Politik Agraria Petani Vs Negara dan Neoliberalisme


POLITIK AGRARIA DI INDONESIA
Petani Vs Negara dan Neoliberalisme
Penulis : Agus Hiplunudin
Tebal Buku : 164 Halaman
ISBN   : 978-602-51648-3-5
Tanah bagi masyarakat Indonesia memiliki arti yang begitu penting, memiliki nilai ekonomi—dimana tanah adalah sumber produksi. Selain dari itu, tanah memiliki nilai-nilai sosial, budaya, politis, dan juga spiritual. Khusus tentang persemayaman terakhir pada umumnya manusia Indonesia di manapun mereka berada, jika ia mati—mereka berwasiat; bahwa dirinya ingin dikebumikan di tanahnya sendiri.
Adapun temuan penelitian yang dilakukan oleh White, Wirdadi dan kawan-kawan yang kemudian dituangkan dalam buku yang berjudul “Ranah Studi Agraria Penguasaan Tanah dan Hubungan Agraris”: dimana pada permulaan abad ke-20 sudah terdapat suatu tingkat ketunakismaan yang cukup tinggi di daerah Cimanuk: 36% dari rumahtangga tidak memiliki tanah pertanian. Angka ketunakismaan yang paling rendah terdapat di Sumedang (9%) sedangkan yang tertinggi terdapat di Indramayu (50%); angka terakhir akan menjadi lebih tinggi lagi kalau ditambah dengan persentase pemilik tanah di Indramayu yang telah menggadaikan tanah mereka seluruhnya (8%) sehingga secara praktis mereka tidak menguasai tanah lagi.

:::::

* TUGAS SINGKAT A *
Jawablah pertanyaan berikut berdasarkan teks halaman di atas.
(i) Berapa tebal buku yang disebutkan dalam teks halaman?
(ii) Di daerah mana angka ketunakismaan paling rendah, dan berapa persentasenya?
(iii) Menurut teks halaman, di mana manusia Indonesia umumnya berwasiat ingin dikebumikan?

* DATA UNTUK DIOLAH *

:::::

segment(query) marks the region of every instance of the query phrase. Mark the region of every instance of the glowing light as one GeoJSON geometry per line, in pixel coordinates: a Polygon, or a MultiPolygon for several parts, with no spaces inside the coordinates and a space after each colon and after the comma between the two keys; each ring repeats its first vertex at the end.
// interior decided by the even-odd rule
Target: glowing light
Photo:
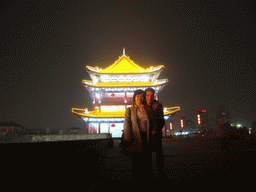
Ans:
{"type": "Polygon", "coordinates": [[[172,128],[173,128],[173,127],[172,127],[172,123],[170,123],[170,130],[172,130],[172,128]]]}
{"type": "Polygon", "coordinates": [[[197,114],[197,124],[200,125],[201,124],[201,115],[197,114]]]}
{"type": "Polygon", "coordinates": [[[183,126],[184,126],[184,120],[183,119],[181,119],[180,120],[180,126],[183,128],[183,126]]]}
{"type": "MultiPolygon", "coordinates": [[[[125,48],[123,48],[123,55],[105,69],[86,66],[92,81],[83,80],[83,84],[93,99],[94,110],[73,108],[72,112],[89,124],[105,123],[106,130],[109,130],[108,126],[116,125],[113,129],[119,130],[124,122],[125,110],[131,106],[135,90],[151,87],[157,93],[168,82],[168,79],[157,80],[163,68],[163,65],[140,67],[125,55],[125,48]],[[117,125],[118,123],[120,126],[117,125]]],[[[179,110],[178,106],[164,108],[164,119],[168,120],[170,115],[179,110]]],[[[121,127],[123,128],[123,125],[121,127]]],[[[103,126],[100,126],[100,132],[102,130],[103,126]]]]}

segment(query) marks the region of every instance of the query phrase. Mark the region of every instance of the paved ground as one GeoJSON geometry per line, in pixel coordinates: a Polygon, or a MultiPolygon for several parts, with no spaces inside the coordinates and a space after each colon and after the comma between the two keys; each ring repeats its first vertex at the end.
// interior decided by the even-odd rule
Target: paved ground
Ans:
{"type": "MultiPolygon", "coordinates": [[[[109,149],[106,155],[100,157],[101,179],[93,183],[90,189],[98,190],[104,186],[117,184],[127,187],[132,185],[131,158],[122,153],[118,144],[119,140],[114,140],[114,147],[109,149]]],[[[156,188],[165,186],[196,187],[202,184],[212,185],[216,188],[220,184],[230,186],[234,182],[233,180],[241,181],[242,178],[245,178],[244,175],[250,172],[249,170],[254,171],[246,164],[246,162],[252,163],[255,160],[254,147],[241,145],[238,141],[229,141],[223,144],[219,140],[209,138],[165,138],[163,139],[163,150],[165,180],[157,180],[155,153],[152,158],[156,180],[149,184],[156,188]]]]}

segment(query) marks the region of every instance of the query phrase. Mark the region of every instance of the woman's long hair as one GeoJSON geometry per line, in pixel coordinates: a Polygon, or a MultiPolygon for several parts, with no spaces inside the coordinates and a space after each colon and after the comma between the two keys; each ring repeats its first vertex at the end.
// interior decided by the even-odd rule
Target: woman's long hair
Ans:
{"type": "Polygon", "coordinates": [[[145,101],[145,96],[146,96],[146,94],[145,94],[145,91],[143,91],[142,89],[137,89],[136,91],[134,91],[134,93],[133,93],[133,98],[132,98],[134,104],[135,104],[135,97],[136,97],[136,95],[140,95],[141,93],[144,94],[143,104],[145,104],[145,102],[146,102],[146,101],[145,101]]]}

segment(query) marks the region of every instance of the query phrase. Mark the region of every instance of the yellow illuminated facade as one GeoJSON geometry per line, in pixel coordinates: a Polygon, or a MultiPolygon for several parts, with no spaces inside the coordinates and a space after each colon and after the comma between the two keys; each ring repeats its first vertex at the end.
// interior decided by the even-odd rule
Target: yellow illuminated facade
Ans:
{"type": "MultiPolygon", "coordinates": [[[[158,80],[164,66],[143,68],[135,64],[125,51],[119,59],[106,69],[86,66],[92,81],[82,83],[93,100],[93,111],[72,108],[72,112],[86,122],[88,133],[111,133],[112,137],[121,137],[125,109],[132,105],[133,93],[137,89],[151,87],[157,99],[159,91],[168,82],[158,80]]],[[[180,110],[180,107],[165,107],[164,117],[180,110]]]]}

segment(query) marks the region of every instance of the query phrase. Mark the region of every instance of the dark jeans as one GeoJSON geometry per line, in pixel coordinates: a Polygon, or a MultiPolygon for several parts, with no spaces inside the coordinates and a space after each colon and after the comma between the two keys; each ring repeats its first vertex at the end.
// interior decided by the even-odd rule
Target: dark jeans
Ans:
{"type": "Polygon", "coordinates": [[[162,133],[156,133],[155,143],[156,143],[156,168],[158,176],[165,176],[164,173],[164,153],[163,153],[163,145],[162,145],[162,133]]]}
{"type": "Polygon", "coordinates": [[[152,152],[147,145],[147,133],[141,132],[143,151],[132,155],[132,178],[135,181],[151,179],[152,170],[152,152]]]}

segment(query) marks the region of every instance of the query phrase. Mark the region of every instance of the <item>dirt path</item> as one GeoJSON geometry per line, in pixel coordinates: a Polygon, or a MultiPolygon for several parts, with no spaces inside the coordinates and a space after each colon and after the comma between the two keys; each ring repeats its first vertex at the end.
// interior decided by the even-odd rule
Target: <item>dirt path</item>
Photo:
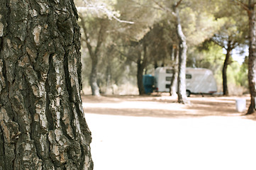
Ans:
{"type": "Polygon", "coordinates": [[[83,96],[84,111],[87,113],[150,116],[160,118],[191,118],[209,115],[240,116],[235,108],[235,99],[245,98],[247,107],[249,96],[213,97],[193,96],[189,98],[191,103],[179,104],[177,99],[163,94],[157,96],[83,96]]]}

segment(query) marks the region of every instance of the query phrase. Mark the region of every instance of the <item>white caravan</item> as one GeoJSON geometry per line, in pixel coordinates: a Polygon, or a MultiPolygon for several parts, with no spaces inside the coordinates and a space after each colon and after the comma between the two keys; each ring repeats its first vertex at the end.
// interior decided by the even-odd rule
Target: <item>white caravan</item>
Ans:
{"type": "MultiPolygon", "coordinates": [[[[169,92],[173,69],[157,67],[155,71],[155,87],[159,92],[169,92]]],[[[187,95],[191,94],[210,94],[217,92],[217,85],[213,72],[204,68],[186,68],[187,95]]]]}

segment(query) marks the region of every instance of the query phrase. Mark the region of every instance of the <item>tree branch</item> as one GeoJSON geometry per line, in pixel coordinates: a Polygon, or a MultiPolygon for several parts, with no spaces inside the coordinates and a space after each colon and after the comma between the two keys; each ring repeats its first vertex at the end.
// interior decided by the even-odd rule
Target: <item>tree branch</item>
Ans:
{"type": "Polygon", "coordinates": [[[85,37],[85,42],[87,43],[87,48],[88,48],[88,51],[89,51],[89,54],[90,55],[91,57],[93,57],[94,56],[94,52],[92,51],[92,47],[89,42],[89,35],[87,35],[87,28],[85,26],[85,22],[84,20],[82,17],[80,17],[81,19],[81,24],[82,24],[82,28],[83,28],[84,33],[84,37],[85,37]]]}
{"type": "Polygon", "coordinates": [[[97,45],[96,46],[95,51],[94,51],[94,55],[96,56],[98,55],[99,48],[101,47],[101,44],[104,41],[104,40],[103,40],[104,34],[105,33],[104,30],[104,28],[105,28],[105,26],[104,26],[104,23],[101,22],[101,28],[99,28],[99,35],[98,35],[98,38],[97,38],[97,45]]]}
{"type": "MultiPolygon", "coordinates": [[[[180,0],[180,1],[182,1],[182,0],[180,0]]],[[[160,9],[161,9],[162,11],[165,11],[169,12],[173,16],[176,16],[176,14],[170,8],[163,6],[160,3],[158,3],[156,0],[153,0],[153,1],[155,2],[155,4],[157,4],[159,6],[160,9]]]]}

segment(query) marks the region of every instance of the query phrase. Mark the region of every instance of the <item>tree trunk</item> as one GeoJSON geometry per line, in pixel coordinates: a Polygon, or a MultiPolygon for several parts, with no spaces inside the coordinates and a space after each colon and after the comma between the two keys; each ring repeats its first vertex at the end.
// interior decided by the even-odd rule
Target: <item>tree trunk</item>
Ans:
{"type": "MultiPolygon", "coordinates": [[[[176,46],[174,46],[176,47],[176,46]]],[[[177,96],[177,87],[178,83],[178,68],[179,68],[179,51],[178,47],[176,47],[174,52],[174,66],[173,66],[173,74],[171,81],[169,94],[172,96],[177,96]]]]}
{"type": "Polygon", "coordinates": [[[186,36],[182,31],[179,11],[175,8],[177,17],[177,33],[179,40],[179,73],[178,73],[178,102],[181,103],[189,103],[186,94],[186,64],[187,64],[187,42],[186,36]]]}
{"type": "Polygon", "coordinates": [[[222,69],[223,90],[223,95],[225,96],[228,95],[227,69],[230,58],[231,50],[232,49],[230,47],[230,42],[229,41],[228,45],[227,53],[226,55],[226,58],[223,64],[223,67],[222,69]]]}
{"type": "Polygon", "coordinates": [[[72,0],[0,2],[0,169],[93,169],[72,0]]]}
{"type": "Polygon", "coordinates": [[[250,6],[249,16],[249,60],[248,60],[248,81],[250,94],[250,105],[247,114],[252,114],[255,110],[256,99],[256,17],[254,5],[250,6]]]}
{"type": "Polygon", "coordinates": [[[91,58],[91,70],[90,74],[90,86],[91,89],[91,94],[93,96],[99,96],[99,88],[97,84],[97,65],[98,59],[97,57],[91,58]]]}

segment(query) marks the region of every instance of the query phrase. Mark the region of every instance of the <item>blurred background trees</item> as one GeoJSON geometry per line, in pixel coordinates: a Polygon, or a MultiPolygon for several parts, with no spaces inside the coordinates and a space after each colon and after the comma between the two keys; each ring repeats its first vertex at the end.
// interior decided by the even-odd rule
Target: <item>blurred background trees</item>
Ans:
{"type": "Polygon", "coordinates": [[[248,92],[248,19],[234,1],[77,0],[84,93],[144,94],[143,74],[177,69],[177,4],[187,67],[211,69],[219,94],[248,92]]]}

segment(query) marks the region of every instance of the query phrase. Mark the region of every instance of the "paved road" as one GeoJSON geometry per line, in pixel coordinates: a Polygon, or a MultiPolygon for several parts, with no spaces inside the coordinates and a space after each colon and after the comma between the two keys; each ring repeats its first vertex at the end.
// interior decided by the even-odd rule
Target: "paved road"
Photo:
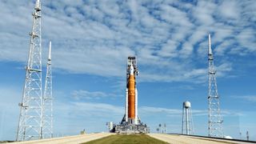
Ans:
{"type": "Polygon", "coordinates": [[[171,144],[249,144],[250,142],[234,142],[229,140],[214,139],[210,138],[198,138],[192,136],[178,135],[178,134],[149,134],[152,138],[171,144]]]}
{"type": "Polygon", "coordinates": [[[12,142],[12,144],[77,144],[86,142],[89,141],[95,140],[98,138],[102,138],[107,137],[109,135],[114,134],[111,133],[98,133],[98,134],[80,134],[75,136],[69,137],[61,137],[55,138],[48,138],[35,141],[26,141],[26,142],[12,142]]]}

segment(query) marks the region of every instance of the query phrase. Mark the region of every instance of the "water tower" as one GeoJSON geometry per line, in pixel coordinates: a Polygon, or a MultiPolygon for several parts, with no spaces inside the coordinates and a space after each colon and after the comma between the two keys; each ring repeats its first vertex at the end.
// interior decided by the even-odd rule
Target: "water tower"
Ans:
{"type": "Polygon", "coordinates": [[[191,103],[188,101],[183,102],[182,134],[194,134],[191,103]]]}

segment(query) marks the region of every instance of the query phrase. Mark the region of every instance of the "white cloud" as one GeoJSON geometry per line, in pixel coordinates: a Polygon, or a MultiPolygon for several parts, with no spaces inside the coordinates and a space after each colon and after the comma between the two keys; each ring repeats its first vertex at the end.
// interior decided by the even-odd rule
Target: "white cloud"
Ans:
{"type": "Polygon", "coordinates": [[[249,102],[256,102],[255,95],[245,95],[245,96],[232,96],[231,98],[242,99],[249,102]]]}
{"type": "Polygon", "coordinates": [[[71,93],[71,95],[75,98],[75,99],[100,99],[100,98],[114,98],[118,97],[117,94],[106,94],[102,91],[87,91],[84,90],[74,90],[71,93]]]}
{"type": "MultiPolygon", "coordinates": [[[[0,4],[0,60],[24,62],[34,3],[10,0],[0,4]]],[[[202,82],[203,76],[190,73],[207,67],[202,59],[207,57],[209,32],[216,55],[256,52],[255,2],[226,5],[226,1],[42,2],[43,58],[52,40],[54,69],[122,77],[127,56],[137,55],[141,81],[202,82]]]]}

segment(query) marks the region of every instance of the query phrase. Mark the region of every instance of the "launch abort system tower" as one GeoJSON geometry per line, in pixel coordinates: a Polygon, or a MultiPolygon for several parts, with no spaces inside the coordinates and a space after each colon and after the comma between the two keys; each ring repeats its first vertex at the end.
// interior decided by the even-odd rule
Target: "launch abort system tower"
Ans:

:::::

* TUGAS SINGKAT B *
Daftarkan setiap baris di atas yang memuat kata "dark".

* JAWABAN LATIHAN A *
(i) 164 halaman.
(ii) Sumedang, dengan angka 9%.
(iii) Di tanahnya sendiri.

* JAWABAN LATIHAN B *
segment(query) marks the region of every instance of the query phrase. Mark the region of every instance of the dark jeans as one GeoJSON geometry per line, in pixel coordinates: a Polygon, or a MultiPolygon for several parts, with no spaces inside the coordinates and a space after each colon and after the comma between the two keys; each ring repeats its first vertex at the end.
Target: dark jeans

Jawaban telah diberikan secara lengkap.